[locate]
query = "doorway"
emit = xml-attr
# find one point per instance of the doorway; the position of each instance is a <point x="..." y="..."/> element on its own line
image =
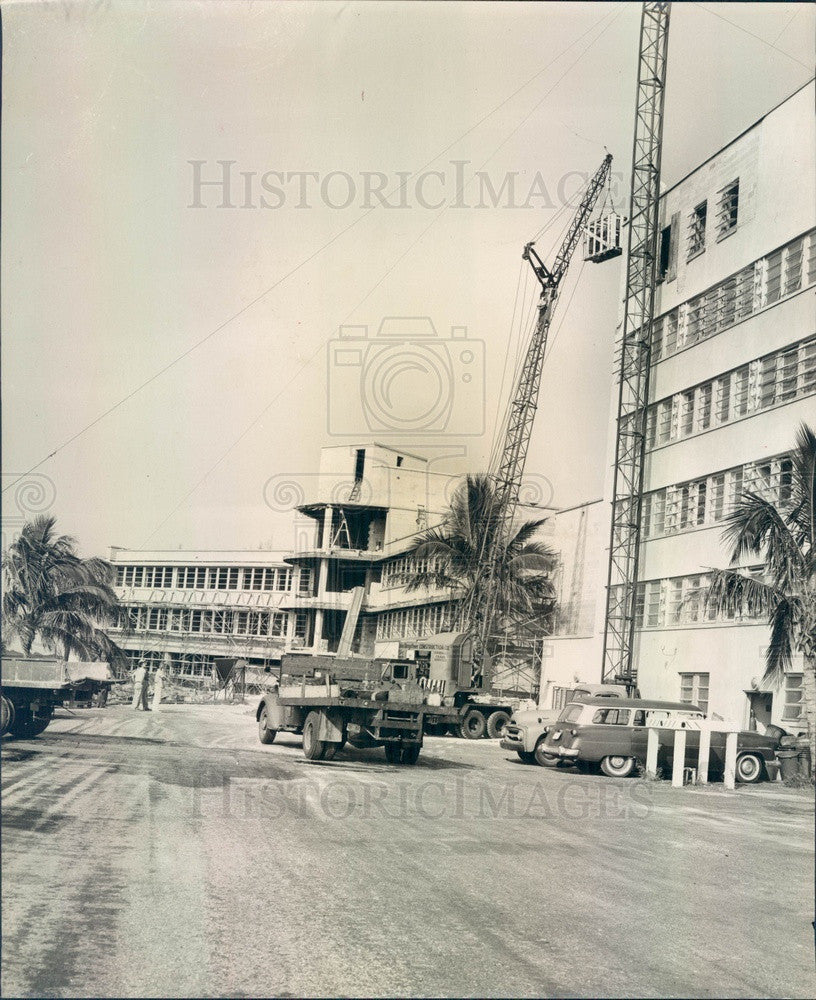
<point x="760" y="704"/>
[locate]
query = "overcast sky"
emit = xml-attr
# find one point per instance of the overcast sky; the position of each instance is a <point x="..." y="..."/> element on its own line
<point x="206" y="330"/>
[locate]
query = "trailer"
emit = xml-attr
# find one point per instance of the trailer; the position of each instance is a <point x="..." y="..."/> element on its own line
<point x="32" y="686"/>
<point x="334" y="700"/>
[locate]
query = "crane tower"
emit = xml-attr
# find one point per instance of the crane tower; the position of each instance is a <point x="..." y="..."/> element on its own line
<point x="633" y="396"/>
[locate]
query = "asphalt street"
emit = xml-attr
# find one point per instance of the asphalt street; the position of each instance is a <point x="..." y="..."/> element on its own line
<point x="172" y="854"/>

○ ○ ○ ○

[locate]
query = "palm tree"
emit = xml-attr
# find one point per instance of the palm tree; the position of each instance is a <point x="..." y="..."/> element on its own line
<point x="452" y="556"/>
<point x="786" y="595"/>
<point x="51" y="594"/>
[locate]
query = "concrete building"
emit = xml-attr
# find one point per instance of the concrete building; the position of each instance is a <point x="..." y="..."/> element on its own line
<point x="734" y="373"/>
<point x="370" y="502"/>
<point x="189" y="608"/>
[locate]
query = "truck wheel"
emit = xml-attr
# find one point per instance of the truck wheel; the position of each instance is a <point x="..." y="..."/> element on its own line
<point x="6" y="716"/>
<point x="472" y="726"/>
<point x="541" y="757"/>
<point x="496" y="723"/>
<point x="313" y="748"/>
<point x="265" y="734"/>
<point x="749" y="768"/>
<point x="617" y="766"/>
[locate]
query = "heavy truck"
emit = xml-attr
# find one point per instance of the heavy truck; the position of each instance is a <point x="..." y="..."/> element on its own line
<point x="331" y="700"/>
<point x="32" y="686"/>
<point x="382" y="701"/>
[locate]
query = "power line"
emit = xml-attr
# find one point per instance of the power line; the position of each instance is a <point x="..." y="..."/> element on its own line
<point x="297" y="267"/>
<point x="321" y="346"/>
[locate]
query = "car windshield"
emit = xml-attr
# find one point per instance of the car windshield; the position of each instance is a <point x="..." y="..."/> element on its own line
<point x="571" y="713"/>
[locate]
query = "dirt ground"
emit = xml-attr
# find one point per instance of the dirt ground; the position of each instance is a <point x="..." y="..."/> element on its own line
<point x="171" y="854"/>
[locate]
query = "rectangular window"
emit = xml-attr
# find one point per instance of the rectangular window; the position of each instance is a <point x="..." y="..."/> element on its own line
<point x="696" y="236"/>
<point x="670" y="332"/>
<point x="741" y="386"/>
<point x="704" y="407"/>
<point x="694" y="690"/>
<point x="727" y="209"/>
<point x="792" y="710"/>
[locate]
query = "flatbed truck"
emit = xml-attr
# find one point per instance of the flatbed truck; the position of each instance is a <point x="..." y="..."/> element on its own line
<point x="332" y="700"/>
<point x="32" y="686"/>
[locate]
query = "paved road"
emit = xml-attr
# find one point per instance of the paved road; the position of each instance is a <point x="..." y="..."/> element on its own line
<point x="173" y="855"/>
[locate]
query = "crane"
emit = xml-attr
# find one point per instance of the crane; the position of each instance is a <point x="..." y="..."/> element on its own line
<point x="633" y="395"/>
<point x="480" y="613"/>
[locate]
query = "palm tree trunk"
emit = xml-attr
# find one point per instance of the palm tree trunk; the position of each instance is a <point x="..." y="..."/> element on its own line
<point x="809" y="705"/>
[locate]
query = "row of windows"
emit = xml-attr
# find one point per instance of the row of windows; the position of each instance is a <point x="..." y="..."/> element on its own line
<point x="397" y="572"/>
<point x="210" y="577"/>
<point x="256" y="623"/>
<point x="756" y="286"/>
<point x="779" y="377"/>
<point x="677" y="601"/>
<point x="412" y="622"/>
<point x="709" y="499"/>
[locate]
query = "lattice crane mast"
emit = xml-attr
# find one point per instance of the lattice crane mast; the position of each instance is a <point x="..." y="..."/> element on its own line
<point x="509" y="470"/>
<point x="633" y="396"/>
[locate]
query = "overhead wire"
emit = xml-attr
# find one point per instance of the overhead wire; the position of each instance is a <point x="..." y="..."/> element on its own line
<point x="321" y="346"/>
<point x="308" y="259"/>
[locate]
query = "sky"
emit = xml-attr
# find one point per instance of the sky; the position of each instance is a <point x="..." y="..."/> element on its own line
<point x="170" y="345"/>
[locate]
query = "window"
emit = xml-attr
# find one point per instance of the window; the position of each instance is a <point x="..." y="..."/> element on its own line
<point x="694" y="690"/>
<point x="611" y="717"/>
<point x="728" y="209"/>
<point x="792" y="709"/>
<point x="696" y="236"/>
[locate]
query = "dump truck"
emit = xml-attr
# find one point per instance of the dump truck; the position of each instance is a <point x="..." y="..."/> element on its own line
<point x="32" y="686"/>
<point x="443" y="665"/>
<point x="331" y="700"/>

○ ○ ○ ○

**WHAT TO PRODUCE:** Copy out every line of the entries that contains the string "wire", treating uppercase and lowercase letters as different.

**WRITTEN RESPONSE:**
query = "overhead wire"
# find one point per instance of the overhead wire; the position of each instance is a <point x="..." y="..."/> element on its own line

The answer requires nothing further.